The City of North Bend is located on about five square miles at the north bend of the Coos Bay, bounded by the bay and the City of Coos Bay. Before European contact, ancestors of the Coos Indians lived around the temperate bay for nearly ten thousand years. Trappers, traders, and an occasional explorer visited the region until settlement at Empire City (now part of the City of Coos Bay) began in 1853. In 1856, federal troops preemptively removed the peaceful Coos from their lands, fearful that they would join the Rogue River Indian War.
In 1855, Asa M. Simpson, a Maine shipbuilder lured west by California’s gold rush, arrived at the north bend of Coos Bay. Recognizing the value of the region’s coal and timber, he set up a sawmill, established a shipyard, and hired master craftsmen to build ships that would carry lumber products worldwide. Oregon’s only true clipper ship—the Western Shore—was built at North Bend in 1874.

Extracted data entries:
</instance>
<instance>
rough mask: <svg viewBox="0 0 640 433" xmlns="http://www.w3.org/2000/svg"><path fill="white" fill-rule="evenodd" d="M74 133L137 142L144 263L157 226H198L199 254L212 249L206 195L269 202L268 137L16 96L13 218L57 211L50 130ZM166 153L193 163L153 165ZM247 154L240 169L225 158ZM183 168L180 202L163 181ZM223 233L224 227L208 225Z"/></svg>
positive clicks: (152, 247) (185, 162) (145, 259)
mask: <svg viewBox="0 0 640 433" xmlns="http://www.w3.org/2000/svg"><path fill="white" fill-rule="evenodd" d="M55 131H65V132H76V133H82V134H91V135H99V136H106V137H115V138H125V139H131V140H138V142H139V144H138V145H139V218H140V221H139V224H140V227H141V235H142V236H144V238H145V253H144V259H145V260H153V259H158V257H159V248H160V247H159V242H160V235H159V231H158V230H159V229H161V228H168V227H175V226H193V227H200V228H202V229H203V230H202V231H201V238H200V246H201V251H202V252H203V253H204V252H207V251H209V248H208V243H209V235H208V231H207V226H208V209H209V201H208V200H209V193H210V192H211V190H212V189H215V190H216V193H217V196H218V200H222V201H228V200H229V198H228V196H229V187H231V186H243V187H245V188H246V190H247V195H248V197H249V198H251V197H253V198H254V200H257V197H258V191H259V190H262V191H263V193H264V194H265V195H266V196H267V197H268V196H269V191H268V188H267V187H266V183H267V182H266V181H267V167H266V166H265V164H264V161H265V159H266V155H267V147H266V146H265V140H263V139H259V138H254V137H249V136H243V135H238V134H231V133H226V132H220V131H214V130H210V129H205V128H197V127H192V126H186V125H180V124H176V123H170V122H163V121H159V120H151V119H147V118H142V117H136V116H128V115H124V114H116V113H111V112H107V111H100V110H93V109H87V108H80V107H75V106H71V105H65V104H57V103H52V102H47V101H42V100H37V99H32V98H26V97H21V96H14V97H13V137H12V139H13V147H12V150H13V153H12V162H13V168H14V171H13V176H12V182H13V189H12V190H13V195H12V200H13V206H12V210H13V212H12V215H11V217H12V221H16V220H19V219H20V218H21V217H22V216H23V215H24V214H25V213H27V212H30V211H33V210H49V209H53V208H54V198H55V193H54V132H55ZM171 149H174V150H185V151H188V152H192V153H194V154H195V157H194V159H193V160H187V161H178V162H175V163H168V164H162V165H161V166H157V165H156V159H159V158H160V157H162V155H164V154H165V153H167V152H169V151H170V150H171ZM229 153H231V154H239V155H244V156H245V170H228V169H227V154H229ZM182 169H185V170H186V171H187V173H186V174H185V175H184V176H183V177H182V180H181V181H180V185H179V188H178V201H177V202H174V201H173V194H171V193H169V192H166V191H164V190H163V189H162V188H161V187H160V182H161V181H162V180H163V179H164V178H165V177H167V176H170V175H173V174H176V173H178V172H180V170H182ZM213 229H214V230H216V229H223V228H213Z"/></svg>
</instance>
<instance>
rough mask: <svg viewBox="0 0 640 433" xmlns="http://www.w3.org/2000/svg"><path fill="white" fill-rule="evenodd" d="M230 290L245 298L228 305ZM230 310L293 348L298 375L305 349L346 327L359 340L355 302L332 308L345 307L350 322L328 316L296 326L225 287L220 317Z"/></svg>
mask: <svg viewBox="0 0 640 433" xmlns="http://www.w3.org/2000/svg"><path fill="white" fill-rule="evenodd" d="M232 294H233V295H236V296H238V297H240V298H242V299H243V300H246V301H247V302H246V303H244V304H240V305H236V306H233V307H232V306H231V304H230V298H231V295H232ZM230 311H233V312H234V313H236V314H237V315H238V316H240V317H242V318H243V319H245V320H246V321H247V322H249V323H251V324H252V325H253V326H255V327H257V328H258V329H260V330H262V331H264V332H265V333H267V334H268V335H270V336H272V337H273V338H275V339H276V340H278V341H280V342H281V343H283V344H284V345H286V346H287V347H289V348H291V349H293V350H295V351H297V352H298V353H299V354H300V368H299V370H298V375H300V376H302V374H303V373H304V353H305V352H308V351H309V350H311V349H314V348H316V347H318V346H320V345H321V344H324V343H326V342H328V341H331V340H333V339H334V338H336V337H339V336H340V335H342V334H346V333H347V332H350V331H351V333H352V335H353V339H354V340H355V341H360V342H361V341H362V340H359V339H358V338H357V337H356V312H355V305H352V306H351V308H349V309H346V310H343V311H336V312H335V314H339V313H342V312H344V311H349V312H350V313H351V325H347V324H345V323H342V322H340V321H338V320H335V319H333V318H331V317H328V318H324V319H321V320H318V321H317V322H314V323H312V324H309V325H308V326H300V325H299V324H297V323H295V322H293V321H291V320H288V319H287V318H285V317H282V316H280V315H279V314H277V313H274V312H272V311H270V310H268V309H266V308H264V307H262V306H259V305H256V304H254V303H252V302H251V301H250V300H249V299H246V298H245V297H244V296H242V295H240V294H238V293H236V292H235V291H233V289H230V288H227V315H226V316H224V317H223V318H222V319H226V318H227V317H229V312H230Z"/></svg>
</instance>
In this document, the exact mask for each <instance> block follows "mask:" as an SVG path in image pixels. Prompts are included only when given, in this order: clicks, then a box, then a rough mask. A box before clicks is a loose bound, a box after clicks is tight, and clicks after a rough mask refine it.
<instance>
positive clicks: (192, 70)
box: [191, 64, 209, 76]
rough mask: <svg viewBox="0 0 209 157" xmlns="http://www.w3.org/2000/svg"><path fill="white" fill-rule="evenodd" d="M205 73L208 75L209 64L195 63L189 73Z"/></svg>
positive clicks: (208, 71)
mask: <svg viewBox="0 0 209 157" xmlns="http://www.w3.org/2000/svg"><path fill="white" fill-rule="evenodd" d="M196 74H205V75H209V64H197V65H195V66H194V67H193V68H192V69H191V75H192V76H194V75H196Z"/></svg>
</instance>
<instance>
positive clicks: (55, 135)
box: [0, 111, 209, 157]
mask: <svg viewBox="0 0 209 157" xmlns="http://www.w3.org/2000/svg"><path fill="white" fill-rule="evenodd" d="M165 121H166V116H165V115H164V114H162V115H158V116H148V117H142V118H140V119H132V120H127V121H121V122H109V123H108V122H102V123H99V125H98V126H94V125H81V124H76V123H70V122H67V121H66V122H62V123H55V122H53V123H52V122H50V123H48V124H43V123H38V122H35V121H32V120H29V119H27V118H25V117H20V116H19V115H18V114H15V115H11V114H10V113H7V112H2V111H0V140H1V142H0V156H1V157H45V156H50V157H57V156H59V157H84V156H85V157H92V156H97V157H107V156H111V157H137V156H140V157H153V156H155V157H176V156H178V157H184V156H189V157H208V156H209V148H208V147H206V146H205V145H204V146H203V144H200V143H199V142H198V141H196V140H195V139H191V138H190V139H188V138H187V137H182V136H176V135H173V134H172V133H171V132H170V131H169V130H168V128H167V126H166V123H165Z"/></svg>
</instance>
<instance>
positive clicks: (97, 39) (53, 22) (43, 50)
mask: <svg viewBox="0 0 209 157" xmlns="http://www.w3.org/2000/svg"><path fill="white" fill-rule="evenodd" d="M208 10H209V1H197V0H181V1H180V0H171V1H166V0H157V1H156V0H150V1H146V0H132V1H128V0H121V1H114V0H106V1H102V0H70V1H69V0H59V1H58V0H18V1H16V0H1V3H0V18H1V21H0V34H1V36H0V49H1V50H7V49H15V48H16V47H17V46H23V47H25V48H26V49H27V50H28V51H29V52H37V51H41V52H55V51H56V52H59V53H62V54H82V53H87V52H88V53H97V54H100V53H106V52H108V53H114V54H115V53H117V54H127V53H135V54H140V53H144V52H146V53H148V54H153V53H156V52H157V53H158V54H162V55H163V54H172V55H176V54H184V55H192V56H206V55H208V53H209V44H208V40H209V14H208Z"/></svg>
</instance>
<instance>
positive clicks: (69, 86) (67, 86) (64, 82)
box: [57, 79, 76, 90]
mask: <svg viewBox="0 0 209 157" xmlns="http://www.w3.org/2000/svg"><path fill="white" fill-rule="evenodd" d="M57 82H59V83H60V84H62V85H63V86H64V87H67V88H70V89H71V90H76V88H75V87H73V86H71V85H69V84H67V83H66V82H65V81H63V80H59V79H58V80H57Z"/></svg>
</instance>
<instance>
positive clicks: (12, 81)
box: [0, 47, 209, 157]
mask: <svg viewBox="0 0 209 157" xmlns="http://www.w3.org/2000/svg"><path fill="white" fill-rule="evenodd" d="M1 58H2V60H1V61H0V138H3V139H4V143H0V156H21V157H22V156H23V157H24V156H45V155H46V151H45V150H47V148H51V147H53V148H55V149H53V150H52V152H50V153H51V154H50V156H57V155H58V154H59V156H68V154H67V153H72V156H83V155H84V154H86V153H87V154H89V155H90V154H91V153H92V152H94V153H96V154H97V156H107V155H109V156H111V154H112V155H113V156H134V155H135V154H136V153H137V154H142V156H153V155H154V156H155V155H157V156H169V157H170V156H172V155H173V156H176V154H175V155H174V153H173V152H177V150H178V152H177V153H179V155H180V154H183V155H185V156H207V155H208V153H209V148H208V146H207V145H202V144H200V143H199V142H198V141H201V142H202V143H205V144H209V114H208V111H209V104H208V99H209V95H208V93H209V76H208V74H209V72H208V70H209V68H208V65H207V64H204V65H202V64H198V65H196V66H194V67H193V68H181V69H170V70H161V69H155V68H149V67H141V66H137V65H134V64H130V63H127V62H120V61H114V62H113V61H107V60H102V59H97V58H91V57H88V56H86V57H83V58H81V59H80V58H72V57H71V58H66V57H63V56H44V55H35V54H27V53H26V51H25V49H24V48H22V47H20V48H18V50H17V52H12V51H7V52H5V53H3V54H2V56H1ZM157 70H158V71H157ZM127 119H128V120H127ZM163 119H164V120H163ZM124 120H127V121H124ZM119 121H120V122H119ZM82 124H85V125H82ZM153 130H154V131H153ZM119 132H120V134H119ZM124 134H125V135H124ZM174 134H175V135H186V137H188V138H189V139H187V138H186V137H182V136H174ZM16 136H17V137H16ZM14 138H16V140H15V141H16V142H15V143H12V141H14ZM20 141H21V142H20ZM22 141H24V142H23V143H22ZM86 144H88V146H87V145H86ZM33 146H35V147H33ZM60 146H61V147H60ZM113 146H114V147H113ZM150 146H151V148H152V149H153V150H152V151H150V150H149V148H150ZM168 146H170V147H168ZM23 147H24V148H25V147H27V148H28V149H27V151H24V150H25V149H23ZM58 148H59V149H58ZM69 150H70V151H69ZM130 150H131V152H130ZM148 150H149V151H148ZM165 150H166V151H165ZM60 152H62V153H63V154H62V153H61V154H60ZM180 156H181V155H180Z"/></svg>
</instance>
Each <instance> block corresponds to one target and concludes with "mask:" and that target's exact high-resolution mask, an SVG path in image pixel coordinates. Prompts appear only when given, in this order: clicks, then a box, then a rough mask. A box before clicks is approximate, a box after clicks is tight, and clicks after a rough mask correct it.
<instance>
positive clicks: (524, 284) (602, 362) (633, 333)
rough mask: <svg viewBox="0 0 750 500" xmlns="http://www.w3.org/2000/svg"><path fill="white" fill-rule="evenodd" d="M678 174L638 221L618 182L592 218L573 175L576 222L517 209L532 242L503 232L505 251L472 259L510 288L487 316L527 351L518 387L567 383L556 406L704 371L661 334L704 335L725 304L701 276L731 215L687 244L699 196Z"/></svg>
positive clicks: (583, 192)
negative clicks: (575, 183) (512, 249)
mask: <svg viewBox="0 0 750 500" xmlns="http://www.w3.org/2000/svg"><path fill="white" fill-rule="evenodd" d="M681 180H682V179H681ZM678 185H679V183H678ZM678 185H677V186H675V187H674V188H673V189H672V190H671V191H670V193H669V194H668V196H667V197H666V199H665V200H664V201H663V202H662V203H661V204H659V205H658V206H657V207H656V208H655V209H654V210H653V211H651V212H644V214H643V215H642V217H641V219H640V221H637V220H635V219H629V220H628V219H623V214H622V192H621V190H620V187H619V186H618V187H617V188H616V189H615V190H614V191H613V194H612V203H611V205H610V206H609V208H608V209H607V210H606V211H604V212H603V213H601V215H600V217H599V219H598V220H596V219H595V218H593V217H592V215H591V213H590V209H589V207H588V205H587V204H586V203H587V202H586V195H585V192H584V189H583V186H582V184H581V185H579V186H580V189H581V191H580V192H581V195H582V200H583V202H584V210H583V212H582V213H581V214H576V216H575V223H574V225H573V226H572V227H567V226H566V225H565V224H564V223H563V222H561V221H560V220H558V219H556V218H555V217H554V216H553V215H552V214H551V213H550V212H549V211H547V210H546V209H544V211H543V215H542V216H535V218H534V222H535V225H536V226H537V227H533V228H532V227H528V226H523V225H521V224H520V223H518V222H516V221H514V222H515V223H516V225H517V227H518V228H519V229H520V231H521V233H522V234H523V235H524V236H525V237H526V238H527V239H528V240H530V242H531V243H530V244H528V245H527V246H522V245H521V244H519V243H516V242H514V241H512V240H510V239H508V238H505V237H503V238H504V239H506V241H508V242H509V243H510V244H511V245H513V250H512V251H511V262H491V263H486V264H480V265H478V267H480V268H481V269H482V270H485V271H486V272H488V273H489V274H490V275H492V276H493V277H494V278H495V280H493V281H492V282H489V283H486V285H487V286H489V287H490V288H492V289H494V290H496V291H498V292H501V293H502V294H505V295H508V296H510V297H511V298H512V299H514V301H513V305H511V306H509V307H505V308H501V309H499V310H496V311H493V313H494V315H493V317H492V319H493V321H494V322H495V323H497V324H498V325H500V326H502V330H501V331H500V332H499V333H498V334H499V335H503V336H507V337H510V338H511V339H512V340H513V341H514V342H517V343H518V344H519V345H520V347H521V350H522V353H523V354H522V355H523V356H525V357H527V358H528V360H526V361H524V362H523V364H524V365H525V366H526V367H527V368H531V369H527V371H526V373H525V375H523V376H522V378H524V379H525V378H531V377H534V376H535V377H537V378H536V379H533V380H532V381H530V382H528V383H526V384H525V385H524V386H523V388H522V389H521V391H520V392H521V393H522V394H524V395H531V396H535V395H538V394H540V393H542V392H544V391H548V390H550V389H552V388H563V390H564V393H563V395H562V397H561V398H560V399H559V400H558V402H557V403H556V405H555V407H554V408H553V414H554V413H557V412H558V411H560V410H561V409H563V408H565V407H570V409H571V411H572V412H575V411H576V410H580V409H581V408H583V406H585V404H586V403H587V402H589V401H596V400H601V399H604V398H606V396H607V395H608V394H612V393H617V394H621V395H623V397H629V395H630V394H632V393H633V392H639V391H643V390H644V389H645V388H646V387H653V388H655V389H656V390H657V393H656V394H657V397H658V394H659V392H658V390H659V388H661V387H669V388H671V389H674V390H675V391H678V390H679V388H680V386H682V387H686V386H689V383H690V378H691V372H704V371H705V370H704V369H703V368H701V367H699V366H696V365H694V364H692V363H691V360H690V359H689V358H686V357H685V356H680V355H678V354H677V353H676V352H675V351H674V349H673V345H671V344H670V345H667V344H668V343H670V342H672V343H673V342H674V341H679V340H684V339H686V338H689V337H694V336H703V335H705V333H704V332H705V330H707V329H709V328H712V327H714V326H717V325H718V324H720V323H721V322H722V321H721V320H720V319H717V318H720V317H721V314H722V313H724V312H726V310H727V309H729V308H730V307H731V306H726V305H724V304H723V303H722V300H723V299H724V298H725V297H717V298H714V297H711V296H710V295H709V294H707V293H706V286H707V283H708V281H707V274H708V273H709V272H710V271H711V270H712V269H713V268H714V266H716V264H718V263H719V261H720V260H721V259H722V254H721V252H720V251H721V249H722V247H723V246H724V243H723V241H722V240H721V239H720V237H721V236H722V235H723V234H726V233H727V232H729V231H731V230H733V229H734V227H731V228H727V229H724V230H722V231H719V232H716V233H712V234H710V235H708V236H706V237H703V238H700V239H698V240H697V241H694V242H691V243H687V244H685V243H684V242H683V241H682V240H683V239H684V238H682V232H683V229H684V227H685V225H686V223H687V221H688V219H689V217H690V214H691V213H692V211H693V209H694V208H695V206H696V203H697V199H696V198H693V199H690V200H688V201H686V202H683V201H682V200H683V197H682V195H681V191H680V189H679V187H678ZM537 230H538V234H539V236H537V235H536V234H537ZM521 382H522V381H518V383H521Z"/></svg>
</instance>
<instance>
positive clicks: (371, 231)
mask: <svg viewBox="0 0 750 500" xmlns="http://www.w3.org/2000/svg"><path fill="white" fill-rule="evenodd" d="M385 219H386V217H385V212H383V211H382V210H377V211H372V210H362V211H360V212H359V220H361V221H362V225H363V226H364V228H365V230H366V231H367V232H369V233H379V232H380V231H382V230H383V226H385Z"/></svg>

TASK REQUIREMENTS: Copy the North Bend history passage above in full, word for word.

SOLUTION TO THIS EXERCISE:
The City of North Bend is located on about five square miles at the north bend of the Coos Bay, bounded by the bay and the City of Coos Bay. Before European contact, ancestors of the Coos Indians lived around the temperate bay for nearly ten thousand years. Trappers, traders, and an occasional explorer visited the region until settlement at Empire City (now part of the City of Coos Bay) began in 1853. In 1856, federal troops preemptively removed the peaceful Coos from their lands, fearful that they would join the Rogue River Indian War.
In 1855, Asa M. Simpson, a Maine shipbuilder lured west by California’s gold rush, arrived at the north bend of Coos Bay. Recognizing the value of the region’s coal and timber, he set up a sawmill, established a shipyard, and hired master craftsmen to build ships that would carry lumber products worldwide. Oregon’s only true clipper ship—the Western Shore—was built at North Bend in 1874.